* WORK REQUIRED *
Would you output all the entries below without altering a word?

Stored data entries:

■ ■ ■ ■ ■

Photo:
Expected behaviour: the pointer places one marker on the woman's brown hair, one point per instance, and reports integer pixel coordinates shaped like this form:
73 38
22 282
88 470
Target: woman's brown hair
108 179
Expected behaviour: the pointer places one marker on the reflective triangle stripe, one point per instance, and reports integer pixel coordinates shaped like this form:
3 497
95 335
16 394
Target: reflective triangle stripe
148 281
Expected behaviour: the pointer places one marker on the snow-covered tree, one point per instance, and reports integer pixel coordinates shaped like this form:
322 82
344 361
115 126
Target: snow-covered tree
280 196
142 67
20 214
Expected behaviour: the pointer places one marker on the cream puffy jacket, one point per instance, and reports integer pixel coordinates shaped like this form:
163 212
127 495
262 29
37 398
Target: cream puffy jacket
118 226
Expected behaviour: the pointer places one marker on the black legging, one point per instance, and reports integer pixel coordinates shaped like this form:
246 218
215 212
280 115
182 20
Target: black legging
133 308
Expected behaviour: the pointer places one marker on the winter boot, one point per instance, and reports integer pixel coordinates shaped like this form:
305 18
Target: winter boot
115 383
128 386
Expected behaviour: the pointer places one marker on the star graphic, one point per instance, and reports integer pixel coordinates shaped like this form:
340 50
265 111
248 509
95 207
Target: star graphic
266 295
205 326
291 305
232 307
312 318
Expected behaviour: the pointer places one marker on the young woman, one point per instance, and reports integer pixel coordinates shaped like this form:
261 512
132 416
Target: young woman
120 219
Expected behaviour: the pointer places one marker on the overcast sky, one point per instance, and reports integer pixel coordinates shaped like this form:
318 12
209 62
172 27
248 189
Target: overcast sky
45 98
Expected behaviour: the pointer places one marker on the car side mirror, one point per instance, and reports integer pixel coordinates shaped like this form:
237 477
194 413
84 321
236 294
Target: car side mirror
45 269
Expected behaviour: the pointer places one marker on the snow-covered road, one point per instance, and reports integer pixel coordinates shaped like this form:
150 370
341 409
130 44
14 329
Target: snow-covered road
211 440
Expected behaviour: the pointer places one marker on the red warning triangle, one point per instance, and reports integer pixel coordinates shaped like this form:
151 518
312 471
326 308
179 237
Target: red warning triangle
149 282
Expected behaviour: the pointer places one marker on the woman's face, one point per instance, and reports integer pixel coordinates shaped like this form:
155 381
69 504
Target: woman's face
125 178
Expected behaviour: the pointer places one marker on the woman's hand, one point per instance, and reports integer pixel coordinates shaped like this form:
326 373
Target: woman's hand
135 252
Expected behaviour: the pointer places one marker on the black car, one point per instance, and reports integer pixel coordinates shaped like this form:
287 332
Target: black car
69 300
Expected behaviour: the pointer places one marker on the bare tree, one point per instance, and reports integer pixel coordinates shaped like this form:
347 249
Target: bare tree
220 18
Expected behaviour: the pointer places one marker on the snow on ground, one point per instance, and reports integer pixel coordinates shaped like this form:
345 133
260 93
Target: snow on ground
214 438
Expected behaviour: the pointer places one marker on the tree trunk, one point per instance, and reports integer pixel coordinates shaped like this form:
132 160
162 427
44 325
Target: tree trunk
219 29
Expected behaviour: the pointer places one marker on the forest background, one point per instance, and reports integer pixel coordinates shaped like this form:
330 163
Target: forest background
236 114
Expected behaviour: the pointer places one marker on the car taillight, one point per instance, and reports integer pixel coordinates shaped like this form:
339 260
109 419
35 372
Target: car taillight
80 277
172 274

■ ■ ■ ■ ■

* REPLY TO THE EXERCISE *
Photo:
Expected behaviour: the pointer places one marker on the woman's brown hair, one point per instance, and reports integer pixel coordinates shaped like this form:
73 38
22 282
88 470
Target: woman's brown hair
108 179
Expected behaviour: the pointer places one marker on the reflective triangle stripe, one point per instance, and reports integer pixel coordinates shaped like this form:
3 497
95 335
16 394
Target: reflective triangle stripe
148 281
Expected behaviour: the pointer places one marker on the snow-covered tree, one point per instance, and reports integer pixel coordinates shaped like this form:
322 82
344 361
115 126
Target: snow-covered tree
280 196
142 67
20 214
Expected behaviour: the pointer places one marker on the cream puffy jacket, one point per instance, and reports integer pixel coordinates shaped like this form:
163 212
127 495
262 29
37 398
Target: cream puffy jacket
118 226
Expected behaviour: the pointer places one marker on the black legging, one point per instance, and reports integer pixel coordinates shaped like this form:
246 218
215 212
280 115
182 20
Target: black legging
133 308
Expected behaviour: the pointer places one marker on the winter boot, one point per instance, and reports integer pixel coordinates shaped like this form:
305 18
Target: winter boot
115 383
128 386
Expected behaviour: the pointer places one marker on the star graphic, one point per instance, and reports integer pixel coordinates shaped like this form:
340 50
265 111
248 509
95 207
Target: star graphic
266 295
205 326
291 305
232 307
312 318
Expected behaviour: the pointer places one marker on the young woman, one point per instance, and reports integer pixel coordinates shaped like this form:
261 512
132 416
Target: young woman
120 219
Expected behaviour: the pointer places one marker on the overcast sky, one point per instance, and reports integer pixel coordinates shaped like this form:
318 12
209 62
172 27
248 189
Target: overcast sky
45 98
Expected behaviour: the pointer places one marker on the car side mirror, one point per instance, and reports integer pixel coordinates shaped like this form:
237 477
194 413
84 321
236 294
Target: car side mirror
45 269
Expected behaviour: the pointer places one marker on the snow-covered road, one point per instance, and reports integer pixel coordinates shaped like this form:
150 370
341 409
130 44
14 329
Target: snow-covered road
211 440
Expected behaviour: the pointer places one marker on the red warning triangle, one point per instance, and reports integer pixel coordinates shaped like this form:
151 518
312 471
326 308
179 237
Target: red warning triangle
149 282
Expected behaviour: the pointer places one marker on the woman's face, one point per instance, and reports integer pixel coordinates shaped like this form:
155 381
69 504
Target: woman's face
125 178
Expected behaviour: the pointer places one marker on the woman's hand, one point per instance, and reports integer pixel coordinates shaped like this form:
326 373
Target: woman's hand
135 252
Expected behaviour: the pointer places one marker on the black car, one point per instance, and reports integer pixel coordinates shaped like this form:
287 332
Target: black car
69 300
Expected behaviour: the pointer places one marker on the bare tree, one point per instance, and reports integer pixel coordinates shaped like this form:
347 249
Target: bare tree
220 18
Expected behaviour: the pointer places one marker on the snow on ground, one point per instance, and reports integer pixel coordinates shaped like this form:
345 133
260 93
Target: snow on ground
214 438
Expected behaviour: the pointer places one marker on the tree trunk, one point per instance, and reports integer pixel coordinates shaped like this form:
132 160
162 427
44 325
Target: tree trunk
219 29
Expected behaviour: the pointer places one marker on the forest background, one point per instance, and reports integer pixel coordinates shaped like this form:
330 163
Target: forest background
236 114
Expected behaviour: the pointer places one marker on the car taillight, one point per instance, and reports integer pixel coordinates shaped like this form:
339 260
109 419
35 372
Target: car taillight
80 277
172 274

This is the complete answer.